Entries:
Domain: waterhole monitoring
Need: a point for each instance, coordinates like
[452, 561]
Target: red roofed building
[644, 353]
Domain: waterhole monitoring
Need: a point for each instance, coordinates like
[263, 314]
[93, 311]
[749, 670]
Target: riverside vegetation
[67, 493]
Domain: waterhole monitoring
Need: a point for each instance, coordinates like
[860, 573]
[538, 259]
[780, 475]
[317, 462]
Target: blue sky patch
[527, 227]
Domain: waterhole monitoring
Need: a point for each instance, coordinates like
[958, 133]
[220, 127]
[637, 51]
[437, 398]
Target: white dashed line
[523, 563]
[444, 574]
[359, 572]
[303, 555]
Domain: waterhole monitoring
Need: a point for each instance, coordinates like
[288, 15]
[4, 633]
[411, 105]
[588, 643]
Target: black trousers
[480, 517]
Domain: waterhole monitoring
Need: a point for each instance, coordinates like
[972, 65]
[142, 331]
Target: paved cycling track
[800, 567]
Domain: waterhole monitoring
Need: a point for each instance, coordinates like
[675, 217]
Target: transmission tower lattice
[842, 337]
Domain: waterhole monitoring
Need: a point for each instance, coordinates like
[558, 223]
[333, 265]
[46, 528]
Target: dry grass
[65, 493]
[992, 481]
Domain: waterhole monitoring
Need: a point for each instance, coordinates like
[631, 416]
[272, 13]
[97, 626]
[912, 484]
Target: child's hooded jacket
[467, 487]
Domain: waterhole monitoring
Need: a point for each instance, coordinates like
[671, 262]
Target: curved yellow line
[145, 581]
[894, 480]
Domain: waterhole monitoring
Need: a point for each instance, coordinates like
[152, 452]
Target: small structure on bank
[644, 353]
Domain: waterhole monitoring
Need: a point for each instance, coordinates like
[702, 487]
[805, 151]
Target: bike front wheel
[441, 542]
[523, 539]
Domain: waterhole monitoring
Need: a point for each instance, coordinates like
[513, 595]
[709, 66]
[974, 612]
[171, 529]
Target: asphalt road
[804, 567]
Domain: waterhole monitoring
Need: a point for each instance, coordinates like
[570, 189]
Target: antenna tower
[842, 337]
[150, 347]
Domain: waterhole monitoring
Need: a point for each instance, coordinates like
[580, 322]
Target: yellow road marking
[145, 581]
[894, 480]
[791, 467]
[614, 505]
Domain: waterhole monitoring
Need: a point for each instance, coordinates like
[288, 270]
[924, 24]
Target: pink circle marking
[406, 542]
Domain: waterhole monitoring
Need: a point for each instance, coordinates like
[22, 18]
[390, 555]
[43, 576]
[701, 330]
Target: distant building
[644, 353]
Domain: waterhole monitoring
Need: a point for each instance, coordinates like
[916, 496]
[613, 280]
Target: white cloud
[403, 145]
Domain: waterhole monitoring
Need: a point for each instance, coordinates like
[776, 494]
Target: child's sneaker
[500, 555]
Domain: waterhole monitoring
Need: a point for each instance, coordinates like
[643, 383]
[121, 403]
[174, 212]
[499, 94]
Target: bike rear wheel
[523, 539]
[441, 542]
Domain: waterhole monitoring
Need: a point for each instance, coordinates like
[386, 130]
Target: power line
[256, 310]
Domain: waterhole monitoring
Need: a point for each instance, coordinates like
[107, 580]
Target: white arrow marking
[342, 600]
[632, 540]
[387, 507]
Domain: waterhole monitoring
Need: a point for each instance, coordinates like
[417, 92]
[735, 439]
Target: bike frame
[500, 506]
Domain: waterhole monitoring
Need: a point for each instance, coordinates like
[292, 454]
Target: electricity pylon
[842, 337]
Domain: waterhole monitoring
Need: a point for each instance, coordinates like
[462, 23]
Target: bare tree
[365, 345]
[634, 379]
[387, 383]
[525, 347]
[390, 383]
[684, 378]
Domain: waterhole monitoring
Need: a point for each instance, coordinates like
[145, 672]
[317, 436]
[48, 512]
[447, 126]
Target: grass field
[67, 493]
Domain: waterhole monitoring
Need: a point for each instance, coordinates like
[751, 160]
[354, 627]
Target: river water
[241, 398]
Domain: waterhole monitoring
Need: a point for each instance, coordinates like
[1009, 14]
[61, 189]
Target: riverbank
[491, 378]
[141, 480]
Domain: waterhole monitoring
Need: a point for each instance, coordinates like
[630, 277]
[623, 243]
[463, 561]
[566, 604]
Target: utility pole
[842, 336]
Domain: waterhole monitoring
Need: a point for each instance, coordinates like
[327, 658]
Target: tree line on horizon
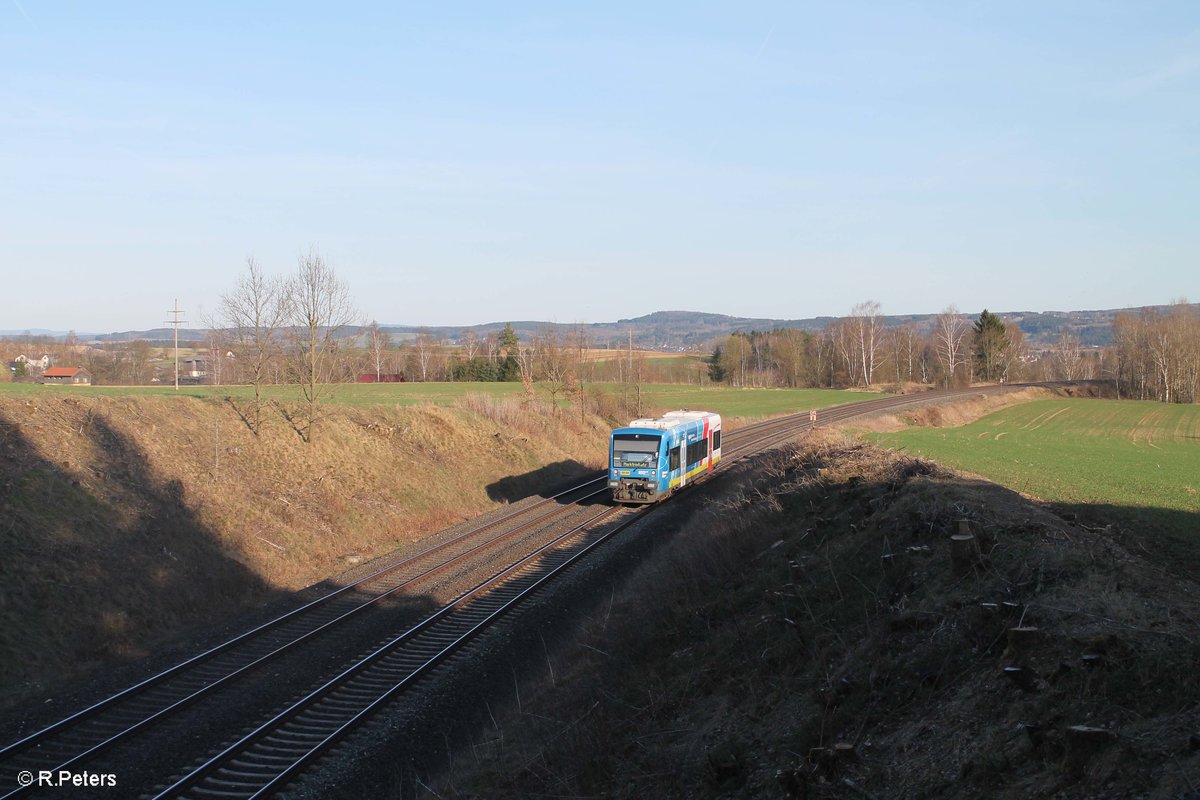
[291, 330]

Task brief: In this exercise, set down all of the data exactly, without the pictures.

Solution to the problem:
Domain: waterhole monitoring
Need: a point for each instance, coordinates like
[452, 561]
Target: red roofed building
[644, 353]
Domain: waterhole monitoring
Need: a point for each instance, coordinates like
[263, 314]
[93, 311]
[749, 670]
Target: riverside vegetation
[67, 493]
Domain: waterhole monitoring
Need: a point for each instance, coordinates like
[860, 573]
[538, 259]
[780, 475]
[317, 462]
Target: blue sky patch
[527, 227]
Domain: waterhole monitoring
Need: a point for each instance, coordinates like
[958, 133]
[220, 127]
[637, 51]
[437, 398]
Target: white dashed line
[523, 563]
[444, 574]
[359, 572]
[303, 555]
Domain: waterhole monitoring
Need: a point for each instance, coordinates like
[288, 15]
[4, 633]
[411, 105]
[588, 643]
Target: black trousers
[480, 517]
Domain: waterhole monitoring
Need: a point for each instance, coordinates like
[972, 65]
[142, 331]
Target: paved cycling track
[800, 567]
Domain: waterhole monitoring
Need: a point for each instance, coordinates like
[675, 217]
Target: transmission tower lattice
[842, 337]
Domain: waterhole monitoring
Need: a point for each instance, coordinates like
[558, 223]
[333, 265]
[46, 528]
Target: dry grass
[65, 493]
[992, 481]
Domain: waterhole monitoring
Need: a point for each instance, coordinates like
[631, 416]
[272, 13]
[97, 626]
[912, 484]
Target: child's hooded jacket
[467, 487]
Domain: waterhole monitoring
Need: a point for each instance, coordinates like
[671, 262]
Target: curved yellow line
[145, 581]
[894, 480]
Domain: waterhole monitoring
Need: a point for each instance, coordinates like
[152, 452]
Target: small structure on bank
[644, 353]
Domain: waterhole monitoring
Need: a point for each instance, coordinates like
[702, 487]
[805, 151]
Target: bike front wheel
[441, 542]
[523, 539]
Domain: waterhole monitoring
Need: a point for each instance, coordinates like
[513, 595]
[709, 66]
[974, 612]
[171, 529]
Target: asphalt road
[804, 567]
Domain: waterhole monitoring
Need: a point for each instance, coordinates like
[570, 189]
Target: antenna tower
[842, 337]
[150, 347]
Domain: waterhole monitoring
Need: a point for each instance, coordinates like
[580, 322]
Target: yellow road marking
[145, 581]
[894, 480]
[791, 467]
[614, 505]
Domain: waterhole monitoring
Need: a point for each instance, coordinates like
[288, 270]
[924, 24]
Target: pink circle marking
[406, 542]
Domain: waterhole monitoring
Need: a point for each instance, coordinates like
[22, 18]
[390, 555]
[43, 576]
[701, 330]
Target: distant building
[644, 353]
Domain: waterhole monitoring
Need: a point for each instance, coordinates like
[916, 496]
[613, 280]
Target: white cloud
[403, 145]
Domain: waterhole monitoring
Need: a point for each instance, coordinates like
[776, 494]
Target: child's sneaker
[500, 555]
Domain: waterhole monitoring
Need: a point for each instance, coordinates like
[643, 383]
[121, 403]
[174, 212]
[499, 94]
Target: bike rear wheel
[523, 539]
[441, 542]
Domain: waterhole monitoring
Need: a point for each instance, coordinates like
[386, 130]
Target: power line
[256, 310]
Domain: waterhole monitoring
Need: a point for each instance, coordinates like
[107, 580]
Target: white arrow marking
[342, 600]
[632, 540]
[387, 507]
Domain: waterhole monitoring
Need: a point for each instance, coordinates like
[417, 92]
[735, 439]
Target: bike frame
[500, 506]
Domain: waterhole monitoring
Need: a point for each instance, coordinates like
[292, 454]
Target: electricity pylon
[842, 337]
Domain: waterhole monitoring
Need: a point for each instance, coordinates like
[462, 23]
Target: bare tree
[365, 345]
[634, 379]
[387, 383]
[525, 347]
[390, 383]
[684, 378]
Domain: waterhole monitoring
Need: a point for each instance, coordinates like
[145, 672]
[317, 436]
[48, 512]
[447, 126]
Target: grass field
[67, 493]
Domain: waterhole monitoring
Need: a point for each instance, coordinates like
[751, 160]
[354, 627]
Target: river water
[241, 398]
Domain: waterhole monitoring
Need: a point for each instance, coordinates like
[1009, 14]
[61, 189]
Target: riverbank
[491, 378]
[141, 480]
Domain: waterhole monitoring
Need: a point for each instance, coordinates like
[630, 277]
[623, 243]
[463, 561]
[566, 604]
Target: utility pole
[842, 336]
Domain: waterhole monitoring
Need: a point for each instance, coordinates like
[327, 658]
Target: tree line on horizon
[291, 330]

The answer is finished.